* _DESCRIPTION OF THE TASK_: Copy every record below, exactly as written.

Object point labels
/---

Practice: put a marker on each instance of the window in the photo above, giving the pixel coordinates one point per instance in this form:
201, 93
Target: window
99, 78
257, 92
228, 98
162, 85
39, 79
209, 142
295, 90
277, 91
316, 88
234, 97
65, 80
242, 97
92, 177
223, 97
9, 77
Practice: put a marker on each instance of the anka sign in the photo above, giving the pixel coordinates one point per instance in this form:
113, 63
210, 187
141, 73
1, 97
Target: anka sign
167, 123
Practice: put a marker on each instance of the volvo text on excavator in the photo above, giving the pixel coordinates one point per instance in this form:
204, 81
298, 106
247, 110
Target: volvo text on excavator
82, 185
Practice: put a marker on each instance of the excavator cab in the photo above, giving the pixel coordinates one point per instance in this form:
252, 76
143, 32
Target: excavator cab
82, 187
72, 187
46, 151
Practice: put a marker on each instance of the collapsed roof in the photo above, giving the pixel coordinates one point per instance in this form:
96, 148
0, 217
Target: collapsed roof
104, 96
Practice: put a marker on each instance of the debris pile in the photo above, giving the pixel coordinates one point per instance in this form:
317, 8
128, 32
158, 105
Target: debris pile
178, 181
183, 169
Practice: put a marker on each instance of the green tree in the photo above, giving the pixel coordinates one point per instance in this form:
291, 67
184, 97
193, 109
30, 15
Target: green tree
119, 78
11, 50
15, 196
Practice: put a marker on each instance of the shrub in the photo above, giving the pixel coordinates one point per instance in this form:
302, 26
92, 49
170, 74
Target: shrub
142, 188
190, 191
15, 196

\---

* _OUTPUT FOR THIS TASK_:
Practice: put a marker on each instance of the window in the photo above, giving the pixel coordinates one point per instance in this form:
201, 93
Target: window
99, 78
257, 92
228, 98
162, 85
39, 79
209, 142
295, 90
277, 91
316, 88
234, 97
65, 80
242, 97
92, 177
223, 97
9, 77
Practice: put a marker on each instance of the anka sign in the photo above, giving the pixel coordinates one point per instance in this form:
113, 63
210, 187
141, 73
1, 97
Target: anka sign
167, 123
Practice: put a marker on each instance of the volvo text on excavator in the photo above, giving the pixel coordinates one point per instance in this form:
204, 81
298, 106
247, 110
Target: volvo text on excavator
82, 185
Practice: put a marker on each instance of the excavator cab in the photo above, giving the pixel coordinates one point per instance in this form:
252, 76
143, 32
Target: excavator cab
82, 187
72, 187
46, 151
Practice: put a marker on each instance of the collapsed roof in the photo above, giving the pixel coordinates one point per instance in this form:
96, 148
0, 217
Target: collapsed roof
104, 96
Practice: put a marker on each instance of the debris pile in the photo above, giving the pixel coordinates one point per instance in this form:
317, 8
128, 32
158, 105
Target: debris pile
178, 181
183, 169
Practice: put a marker on each instance of the green tree in the photo above, giving the pixel coordinates one point per instance in this form:
291, 67
184, 97
193, 109
30, 15
Target: green tree
119, 78
11, 50
15, 196
Practice: put a marker on each instance of the shrub in the photo above, giving the pixel coordinates one point per instance in this form:
302, 26
92, 49
170, 74
Target: shrub
142, 188
190, 191
15, 196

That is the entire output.